* Excerpt provided
◇ ◇ ◇ ◇ ◇
Meaning and objectives of occupational pension funds

LPP (Law on occupational pension schemes) benefits

Occupational pension funds, also called the 2nd pillar, complete the basic 1st pillar AVS/AI/APG system (old age, disability, loss of income). Together, these two insurance systems should ensure that retired people to a large extent maintain their former standard of living. i.e. they should jointly provide approximately 60% of the last salary.

Origins and characteristics of the 2nd pillar

The first pension funds were set up over one hundred years ago in the machine industry. Only persons whose employer had instituted such a system were covered - unlike today, insurance was optional and depended on the employer's good will. Persons not gainfully employed had no insurance whatever and no means of making provision for their old age: in this respect they had to look entirely after themselves. The AVS system was created much later, in 1948. 

The occupational pension scheme system was embodied in the Constitution in 1972. It is the second element of a three pillar system and is defined as complementary to the 1st pillar.
◇ ◇ ◇ ◇ ◇
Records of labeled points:

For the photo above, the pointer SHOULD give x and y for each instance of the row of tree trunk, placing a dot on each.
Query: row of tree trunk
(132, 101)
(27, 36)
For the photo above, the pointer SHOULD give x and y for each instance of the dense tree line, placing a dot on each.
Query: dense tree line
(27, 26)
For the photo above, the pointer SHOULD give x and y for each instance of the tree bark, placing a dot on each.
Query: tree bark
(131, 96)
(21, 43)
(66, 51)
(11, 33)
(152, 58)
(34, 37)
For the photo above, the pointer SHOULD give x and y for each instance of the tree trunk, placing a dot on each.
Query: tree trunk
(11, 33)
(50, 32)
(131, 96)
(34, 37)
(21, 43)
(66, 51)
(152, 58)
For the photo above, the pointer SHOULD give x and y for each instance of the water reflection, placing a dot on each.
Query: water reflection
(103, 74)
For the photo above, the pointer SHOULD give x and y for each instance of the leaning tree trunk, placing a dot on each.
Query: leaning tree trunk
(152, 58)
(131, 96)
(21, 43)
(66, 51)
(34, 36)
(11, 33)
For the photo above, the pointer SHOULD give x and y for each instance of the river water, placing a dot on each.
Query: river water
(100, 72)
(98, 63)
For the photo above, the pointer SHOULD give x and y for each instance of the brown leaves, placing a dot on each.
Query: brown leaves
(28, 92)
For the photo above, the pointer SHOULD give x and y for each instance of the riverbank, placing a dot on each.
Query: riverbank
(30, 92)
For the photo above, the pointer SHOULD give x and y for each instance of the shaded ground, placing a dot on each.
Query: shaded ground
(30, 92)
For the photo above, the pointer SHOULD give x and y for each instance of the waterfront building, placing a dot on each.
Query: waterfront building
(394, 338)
◇ ◇ ◇ ◇ ◇
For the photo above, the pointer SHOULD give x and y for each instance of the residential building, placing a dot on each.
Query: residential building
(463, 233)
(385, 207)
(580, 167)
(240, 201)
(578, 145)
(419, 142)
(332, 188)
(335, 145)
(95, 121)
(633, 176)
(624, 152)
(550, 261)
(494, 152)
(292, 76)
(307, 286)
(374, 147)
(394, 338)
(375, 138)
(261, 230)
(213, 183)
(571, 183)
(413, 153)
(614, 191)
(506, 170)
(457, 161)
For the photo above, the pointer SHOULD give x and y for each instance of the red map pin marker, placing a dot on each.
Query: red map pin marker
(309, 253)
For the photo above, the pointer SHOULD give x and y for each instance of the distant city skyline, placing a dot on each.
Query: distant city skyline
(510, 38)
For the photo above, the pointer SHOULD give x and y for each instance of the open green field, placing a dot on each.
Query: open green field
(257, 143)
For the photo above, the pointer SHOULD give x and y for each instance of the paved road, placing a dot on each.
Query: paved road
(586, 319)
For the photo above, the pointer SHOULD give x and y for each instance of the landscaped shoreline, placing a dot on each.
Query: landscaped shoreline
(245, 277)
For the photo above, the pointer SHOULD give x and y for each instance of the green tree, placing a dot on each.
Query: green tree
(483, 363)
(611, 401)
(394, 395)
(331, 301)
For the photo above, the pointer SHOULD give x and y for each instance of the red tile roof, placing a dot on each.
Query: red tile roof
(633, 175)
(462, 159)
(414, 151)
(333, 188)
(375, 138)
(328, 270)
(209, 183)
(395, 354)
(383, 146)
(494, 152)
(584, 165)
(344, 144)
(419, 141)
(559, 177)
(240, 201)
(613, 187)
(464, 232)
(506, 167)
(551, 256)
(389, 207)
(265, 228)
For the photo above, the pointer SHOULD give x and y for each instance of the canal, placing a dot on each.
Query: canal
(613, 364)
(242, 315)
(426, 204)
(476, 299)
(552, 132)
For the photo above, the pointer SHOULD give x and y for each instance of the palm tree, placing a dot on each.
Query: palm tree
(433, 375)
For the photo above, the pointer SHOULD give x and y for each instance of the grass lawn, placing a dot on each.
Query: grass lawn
◇ ◇ ◇ ◇ ◇
* Task requirements
a – According to the passage on occupational pension funds, in what year was the AVS system created?
b – Reproduce the part of the passage on occupational pension funds starting at "Occupational pension funds, also" and ending at "the last salary.".
c – Take the passage on occupational pension funds further, picking up after its final sentence.
This data was drawn from a separate source.

* Solved tasks
a – 1948

b –
Occupational pension funds, also called the 2nd pillar, complete the basic 1st pillar AVS/AI/APG system (old age, disability, loss of income). Together, these two insurance systems should ensure that retired people to a large extent maintain their former standard of living. i.e. they should jointly provide approximately 60% of the last salary.

c –
The federal law on occupational pension schemes, and the relevant old age, survivors' and disability benefits, which came into force on 1 January 1985, is based on this constitutional provision. Although the system set up by the lawmakers was largely inspired by the structure of existing pension funds, they also wanted to introduce the principle of minimum provision guaranteed by the law. This is the mandatory part of the occupational pension fund system. The LPP defines minimum benefits in the event of old age, death, and disability. But pension funds are free to provide benefits going beyond the statutory minimum (these are called "over-obligatory" benefits). In principle, in both cases the law lets pension funds freely choose the form of organisation they prefer, their design of benefits, and the ways of financing them. 

Who is insured?

The LPP is mandatory for salaried persons already subject to the AVS, with an annual income of at least CHF 21'510 until 2022 and CHF 22'050 from 2023. This is the threshold of the obligatory pension fund scheme.

The obligation to take out insurance sets in with gainful employment, after reaching 17 at the earliest. During a first period, contributions cover only the risks of death and disability. As of the age of 25, the insured person also contributes to old age pension benefits. Certain groups of people are not subject to the mandatory scheme: the self-employed, salaried persons with a job contract that does not exceed three months, family members of a person operating an agricultural establishment in which they are employed, persons who are disabled to at least 70 % according to the provisions of the AI.If they want to, such persons may take out minimal insurance on an optional basis.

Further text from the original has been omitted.